Task goal: All of the data must be returned exactly as given.

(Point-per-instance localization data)
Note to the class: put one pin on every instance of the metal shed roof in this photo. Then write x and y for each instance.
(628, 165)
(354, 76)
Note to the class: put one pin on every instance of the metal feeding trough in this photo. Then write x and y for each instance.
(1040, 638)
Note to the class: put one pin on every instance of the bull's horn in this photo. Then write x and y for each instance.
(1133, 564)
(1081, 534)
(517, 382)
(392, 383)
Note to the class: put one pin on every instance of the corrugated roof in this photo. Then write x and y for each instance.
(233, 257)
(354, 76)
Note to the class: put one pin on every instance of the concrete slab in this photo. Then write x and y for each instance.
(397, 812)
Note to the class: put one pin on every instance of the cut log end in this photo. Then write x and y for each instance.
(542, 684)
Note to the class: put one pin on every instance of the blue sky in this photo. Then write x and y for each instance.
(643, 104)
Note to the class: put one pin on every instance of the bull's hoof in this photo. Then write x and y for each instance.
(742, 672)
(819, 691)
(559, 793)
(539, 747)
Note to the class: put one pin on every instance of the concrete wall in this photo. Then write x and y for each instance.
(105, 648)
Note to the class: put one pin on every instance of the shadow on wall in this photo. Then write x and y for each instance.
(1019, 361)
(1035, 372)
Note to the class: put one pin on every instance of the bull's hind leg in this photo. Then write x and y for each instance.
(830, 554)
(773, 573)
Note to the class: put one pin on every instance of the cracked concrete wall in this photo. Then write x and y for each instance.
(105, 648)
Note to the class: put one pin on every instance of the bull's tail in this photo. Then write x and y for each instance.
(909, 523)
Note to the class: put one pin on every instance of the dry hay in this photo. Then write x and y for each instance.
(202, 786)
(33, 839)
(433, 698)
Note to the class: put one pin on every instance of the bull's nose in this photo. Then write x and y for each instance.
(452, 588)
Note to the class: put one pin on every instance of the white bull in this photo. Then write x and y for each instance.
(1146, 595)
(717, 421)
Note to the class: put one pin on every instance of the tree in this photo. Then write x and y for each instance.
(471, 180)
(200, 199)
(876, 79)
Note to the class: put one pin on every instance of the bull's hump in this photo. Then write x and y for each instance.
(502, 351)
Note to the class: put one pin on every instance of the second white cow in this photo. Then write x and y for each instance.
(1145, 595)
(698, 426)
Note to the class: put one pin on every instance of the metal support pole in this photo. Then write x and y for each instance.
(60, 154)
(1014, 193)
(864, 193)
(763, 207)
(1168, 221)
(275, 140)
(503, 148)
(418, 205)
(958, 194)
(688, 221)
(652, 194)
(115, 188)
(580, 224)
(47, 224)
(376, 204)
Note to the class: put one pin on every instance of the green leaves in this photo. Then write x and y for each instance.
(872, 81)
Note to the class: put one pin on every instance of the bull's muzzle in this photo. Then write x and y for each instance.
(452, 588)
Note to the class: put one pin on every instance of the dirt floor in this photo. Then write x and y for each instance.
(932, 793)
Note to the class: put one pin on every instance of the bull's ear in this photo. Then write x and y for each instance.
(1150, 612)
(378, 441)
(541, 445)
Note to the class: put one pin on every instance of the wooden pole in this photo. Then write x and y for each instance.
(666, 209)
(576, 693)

Written solution:
Note to the class: put one pin on every instance of the metal shed roof in this photo. Then write x and y for each instance.
(628, 165)
(354, 76)
Note to the class: put one pin on every instance of the metal feeding trough in this photo. Then write x and y for each instance.
(1040, 638)
Note to the class: put one pin on every instance of the bull's horn in this photo. Then write x and y for each instance.
(1133, 564)
(1081, 534)
(517, 382)
(392, 383)
Note to the class: put one pin on every instance of the corrugated roof in this photo. Then write x and y for each instance.
(233, 257)
(354, 76)
Note to the class: put one pin on every instance of the concrete slab in this photo. Then write x and y for each instance.
(397, 812)
Note to the class: put one pin on every instance of the cut log end in this photo. Then write x and y for each instance.
(542, 684)
Note to the class: put one pin on every instance of the blue sky in this photo. Then write x and y for each instance.
(643, 104)
Note to the class: put one pin on every instance of the bull's hoof in this photo. Then write x and y for each instance.
(742, 672)
(819, 691)
(559, 793)
(539, 747)
Note to the class: put one pin on every instance of the concrete wall in this photo. Then write x and y for each instance.
(105, 648)
Note to the class: put one pin on every instance of the shadow on wall in this photo. Then write x and y for each instance.
(1019, 361)
(1035, 372)
Note to the class: put one pin on every instance of the bull's hind leg in this photo. Then write x and y for each instance.
(830, 554)
(773, 573)
Note to the class: put one pin on every instance of the cracked concrete wall in this photo. Then write x and y for each instance.
(105, 648)
Note to the class: put one pin on every instance of the bull's tail in this photo. Then write x and y for each instance.
(909, 523)
Note to the class: put one pin on every instance of the dry hay in this photo. Then write x and y for each instance.
(202, 786)
(33, 839)
(433, 698)
Note to the class: put one pin on every instance of the bull's nose in this photo. Then write x and y for each instance.
(452, 588)
Note to the class: put one pin on every instance of the white bull in this photo. Then write x and y for each instance.
(1146, 595)
(717, 421)
Note to the class: put one pin on every instance of the tree in this photo. Then write x and y for each instance.
(471, 180)
(200, 199)
(876, 79)
Note to the class: put one pin on every instance of the bull's hump in this photo. Then write x and y for each instance.
(502, 351)
Note to the class: put one pin on every instance of the second white cow in this photo. Then write x and y for each instance.
(1145, 595)
(698, 426)
Note to the class: put one pin on every instance of the metal support pole in this photo. Then write x and y for each instance.
(60, 154)
(1014, 193)
(864, 193)
(763, 207)
(1168, 221)
(275, 140)
(503, 148)
(418, 205)
(958, 194)
(688, 221)
(652, 194)
(115, 188)
(580, 224)
(47, 224)
(376, 204)
Note to the class: put one pin on every instance of the green leaves in this photo. Then write x and y for each instance.
(872, 81)
Note to the class: put one pin on every instance of the bull's muzzle in this photo. Then write x and y for each instance.
(452, 588)
Note to the class: put one pin on every instance of the dirt floor in this photo. Then write x and y for each instance.
(932, 793)
Note to the class: put one pin on every instance of the bull's ear in this photo. Then write x and y for each instance.
(1150, 612)
(378, 441)
(541, 445)
Note to the class: put one pin on every instance of the wooden pole in this photo. Then write x and y for each instance.
(666, 209)
(576, 693)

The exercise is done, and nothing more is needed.